Below are records; how many of their lines contain "pointer"? Reply with the number and no other words.

[Dataset items]
+ + + + +
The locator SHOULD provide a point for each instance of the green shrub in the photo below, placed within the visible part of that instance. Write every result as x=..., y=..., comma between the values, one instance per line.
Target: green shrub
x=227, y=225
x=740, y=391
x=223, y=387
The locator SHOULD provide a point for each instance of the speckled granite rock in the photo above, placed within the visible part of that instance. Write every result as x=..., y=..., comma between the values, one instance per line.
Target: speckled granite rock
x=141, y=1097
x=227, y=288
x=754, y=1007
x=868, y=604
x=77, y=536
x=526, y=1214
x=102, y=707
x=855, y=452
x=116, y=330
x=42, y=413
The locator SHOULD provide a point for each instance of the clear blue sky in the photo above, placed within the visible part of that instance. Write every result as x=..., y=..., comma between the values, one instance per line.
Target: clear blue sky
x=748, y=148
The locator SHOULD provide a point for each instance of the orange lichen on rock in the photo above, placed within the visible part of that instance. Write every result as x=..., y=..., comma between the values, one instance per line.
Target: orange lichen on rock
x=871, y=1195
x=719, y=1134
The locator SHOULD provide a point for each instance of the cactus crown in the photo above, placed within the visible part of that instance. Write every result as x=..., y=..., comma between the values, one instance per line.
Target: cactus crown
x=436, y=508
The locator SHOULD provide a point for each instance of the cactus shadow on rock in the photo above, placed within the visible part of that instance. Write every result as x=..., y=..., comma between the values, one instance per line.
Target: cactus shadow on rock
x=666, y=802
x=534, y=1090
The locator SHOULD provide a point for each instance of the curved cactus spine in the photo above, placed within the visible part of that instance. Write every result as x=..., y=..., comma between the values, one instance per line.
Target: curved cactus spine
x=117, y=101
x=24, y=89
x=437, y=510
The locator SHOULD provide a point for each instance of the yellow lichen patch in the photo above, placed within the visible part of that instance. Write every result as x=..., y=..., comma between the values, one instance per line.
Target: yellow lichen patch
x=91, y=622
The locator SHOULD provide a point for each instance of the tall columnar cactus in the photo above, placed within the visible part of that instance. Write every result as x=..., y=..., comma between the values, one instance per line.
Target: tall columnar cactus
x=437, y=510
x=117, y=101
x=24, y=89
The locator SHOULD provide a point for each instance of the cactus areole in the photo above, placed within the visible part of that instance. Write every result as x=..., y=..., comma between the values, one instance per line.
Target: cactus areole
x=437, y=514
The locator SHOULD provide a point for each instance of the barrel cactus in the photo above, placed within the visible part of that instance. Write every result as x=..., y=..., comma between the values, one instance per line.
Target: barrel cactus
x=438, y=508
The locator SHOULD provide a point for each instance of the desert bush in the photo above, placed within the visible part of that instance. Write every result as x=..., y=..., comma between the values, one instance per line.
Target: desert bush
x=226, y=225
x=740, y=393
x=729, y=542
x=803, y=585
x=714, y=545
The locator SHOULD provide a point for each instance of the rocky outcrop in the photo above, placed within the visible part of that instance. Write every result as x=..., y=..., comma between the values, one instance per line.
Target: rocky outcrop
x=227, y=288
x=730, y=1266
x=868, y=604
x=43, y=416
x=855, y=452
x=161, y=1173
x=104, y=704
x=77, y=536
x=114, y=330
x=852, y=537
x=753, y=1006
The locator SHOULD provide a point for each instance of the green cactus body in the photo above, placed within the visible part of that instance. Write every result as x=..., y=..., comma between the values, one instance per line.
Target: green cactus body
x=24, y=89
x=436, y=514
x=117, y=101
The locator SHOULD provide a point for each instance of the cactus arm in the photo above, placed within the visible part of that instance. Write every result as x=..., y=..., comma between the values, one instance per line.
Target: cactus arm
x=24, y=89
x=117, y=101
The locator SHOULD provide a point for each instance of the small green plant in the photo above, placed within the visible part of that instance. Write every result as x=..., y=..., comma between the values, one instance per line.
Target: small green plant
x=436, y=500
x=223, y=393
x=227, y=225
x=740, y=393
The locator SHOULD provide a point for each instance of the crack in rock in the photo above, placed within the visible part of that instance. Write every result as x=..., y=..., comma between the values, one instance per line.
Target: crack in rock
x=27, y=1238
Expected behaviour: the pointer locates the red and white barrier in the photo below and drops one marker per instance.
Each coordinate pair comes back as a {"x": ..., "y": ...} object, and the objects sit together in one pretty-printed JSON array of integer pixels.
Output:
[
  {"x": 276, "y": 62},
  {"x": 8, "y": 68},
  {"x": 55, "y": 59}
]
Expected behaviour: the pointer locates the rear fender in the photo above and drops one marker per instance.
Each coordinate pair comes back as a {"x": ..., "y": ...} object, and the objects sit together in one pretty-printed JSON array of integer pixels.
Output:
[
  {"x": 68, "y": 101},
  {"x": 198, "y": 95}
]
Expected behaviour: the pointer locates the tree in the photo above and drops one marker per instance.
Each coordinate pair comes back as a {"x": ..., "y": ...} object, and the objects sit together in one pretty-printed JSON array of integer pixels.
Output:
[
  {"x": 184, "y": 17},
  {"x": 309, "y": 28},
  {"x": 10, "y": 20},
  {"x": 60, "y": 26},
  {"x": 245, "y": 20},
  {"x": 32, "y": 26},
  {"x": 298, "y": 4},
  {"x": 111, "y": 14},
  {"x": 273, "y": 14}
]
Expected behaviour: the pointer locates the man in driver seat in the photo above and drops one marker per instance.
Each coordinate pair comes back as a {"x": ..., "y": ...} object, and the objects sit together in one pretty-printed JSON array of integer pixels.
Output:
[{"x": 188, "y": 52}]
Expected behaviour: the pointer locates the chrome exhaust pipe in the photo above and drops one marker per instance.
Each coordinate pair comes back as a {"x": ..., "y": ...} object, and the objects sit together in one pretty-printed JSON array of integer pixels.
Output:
+ + + + +
[Task response]
5